• [THE TASK]
Below are entries; copy exactly the lines from the one with "Need: a point for each instance of the man's" through the one with "Target: man's hand", both included, and leave out the rest.

• [INFORMATION]
--------------------------------
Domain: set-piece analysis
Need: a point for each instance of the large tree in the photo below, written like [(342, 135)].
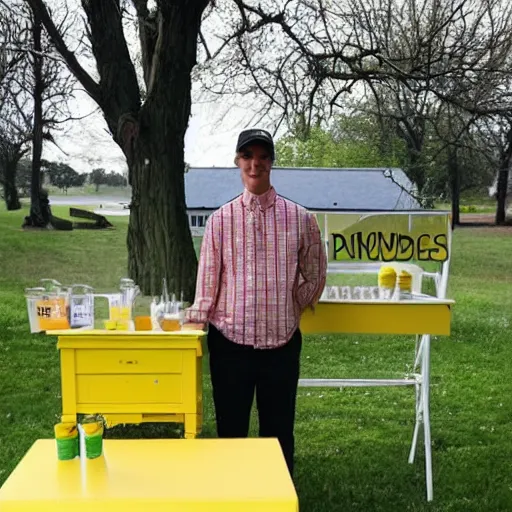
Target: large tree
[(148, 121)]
--------------------------------
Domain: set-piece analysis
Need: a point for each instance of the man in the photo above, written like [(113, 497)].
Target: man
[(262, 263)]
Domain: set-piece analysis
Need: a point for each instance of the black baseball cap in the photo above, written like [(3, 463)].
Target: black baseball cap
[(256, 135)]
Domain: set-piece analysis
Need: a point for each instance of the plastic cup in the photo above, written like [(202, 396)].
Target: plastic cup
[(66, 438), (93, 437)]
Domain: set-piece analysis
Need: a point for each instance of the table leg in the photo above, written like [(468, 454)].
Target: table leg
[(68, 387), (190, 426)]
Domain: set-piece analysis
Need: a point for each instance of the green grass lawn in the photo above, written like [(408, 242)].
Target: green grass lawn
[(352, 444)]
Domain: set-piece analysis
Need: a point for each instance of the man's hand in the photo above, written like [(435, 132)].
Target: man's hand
--------------------------------
• [WORKED SOLUTION]
Need: a point for each instance of the man's hand in the photo above, written like [(435, 132)].
Target: man's hand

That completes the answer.